Problem details: Which lines in the records below contain the word "instance"? Copy each of them.

Data section:
● ● ● ●
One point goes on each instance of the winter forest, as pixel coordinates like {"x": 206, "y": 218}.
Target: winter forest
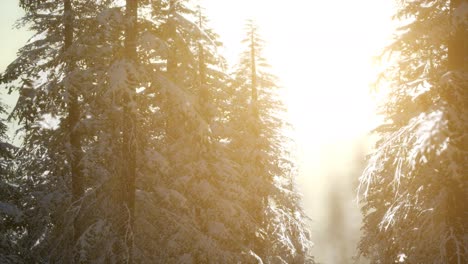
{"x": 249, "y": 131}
● ● ● ●
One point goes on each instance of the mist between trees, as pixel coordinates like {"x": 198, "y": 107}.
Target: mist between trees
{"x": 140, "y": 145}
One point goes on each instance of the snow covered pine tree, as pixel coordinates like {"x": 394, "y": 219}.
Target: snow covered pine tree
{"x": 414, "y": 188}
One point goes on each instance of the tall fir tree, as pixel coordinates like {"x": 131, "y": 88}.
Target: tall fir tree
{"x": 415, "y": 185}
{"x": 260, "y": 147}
● ● ● ●
Answer box:
One point goes on each instance of the winter forest, as pixel coordinates like {"x": 206, "y": 218}.
One point goes on each instance of the mist between trees, as pixel coordinates like {"x": 198, "y": 107}.
One point goes on each instance of the snow covered pine tree, as pixel coordinates like {"x": 394, "y": 219}.
One point goes on each instance of the tall fir tree, as pixel coordinates like {"x": 131, "y": 88}.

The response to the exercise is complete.